▸ **Text for analysis**:
Keywords :
mt-QSRR, Regressor chain, algorithm adaptation, Random forest
Abstract :
[en] A multi-target QSRR(mT-QSRR) approach to model retention time of small pharmaceutical compounds in RPLC
Priyanka Kumari*, Thomas Van Laethema,b, Philippe Hubert, Marianne Fillet, Pierre-Yves Sacré, Cédric Huberta*
a. University of Liège (ULiege), CIRM, Laboratory of Pharmaceutical Analytical Chemistry, Liège, Belgium
b. University of Liège (ULiege), CIRM, Laboratory for the Analysis of Medicines, Liège, Belgium
Abstract:
Quantitative Structure Retention Relationship models (QSRR) have been used for retention time prediction as an alternative tool for expensive and time-consuming separation analysis and associated experiments. So far, the conventional QSRR approaches have been predicting the targets(retention times) individually, making the process very tedious when multiple targets need to be predicted. Despite the availability of multiple tools and approaches, 100% retention prediction accuracy is far-fetched. Hence, to improve from currently available prediction methods, in this study, we have explored a new approach, namely mT-QSRR models, that aims to predict retention times at multiple conditions better simultaneously. The usefulness of mT-QSRR models of retention prediction applied is twofold. First, they provide enhanced knowledge about the chemistry behind compounds being separated and identify possible physicochemical attributes that may contribute to various retention times at different separation conditions. Second, the selection of a better prediction modelling approach that can be applied to any chromatographic fields for multiple target prediction altogether.

▸ **What the exercise asks**:
Please extend the abstract above on multi-target QSRR models for predicting retention times, starting right after its final sentence.

▸ **Information supplied**:

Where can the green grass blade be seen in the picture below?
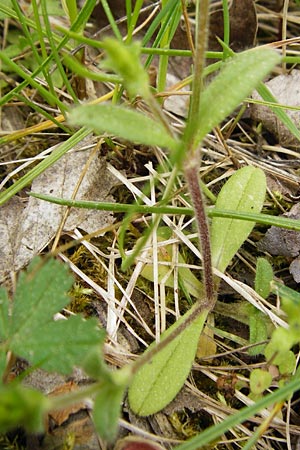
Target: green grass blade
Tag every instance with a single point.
(264, 219)
(244, 191)
(43, 165)
(123, 122)
(267, 95)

▸ **Reply to the task**:
In the current study, we used RPLC data of small pharmaceutical compounds having retention times to be predicted at ten conditions: five pH at two different gradient times. We explored and compared two approaches for mtQSRR modelling for retention prediction [1] to learn a model for each condition separately (single-target approach) and [2] to learn one model for all conditions simultaneously (multitarget approaches).
Our results demonstrate the advantages of a multitarget approach over single-target modelling with a statistically significant difference in terms of RMSE and R2 as model performance. Out of all features MolLogP had the highest variable importance showing that it’s the key structural descriptor for retention prediction.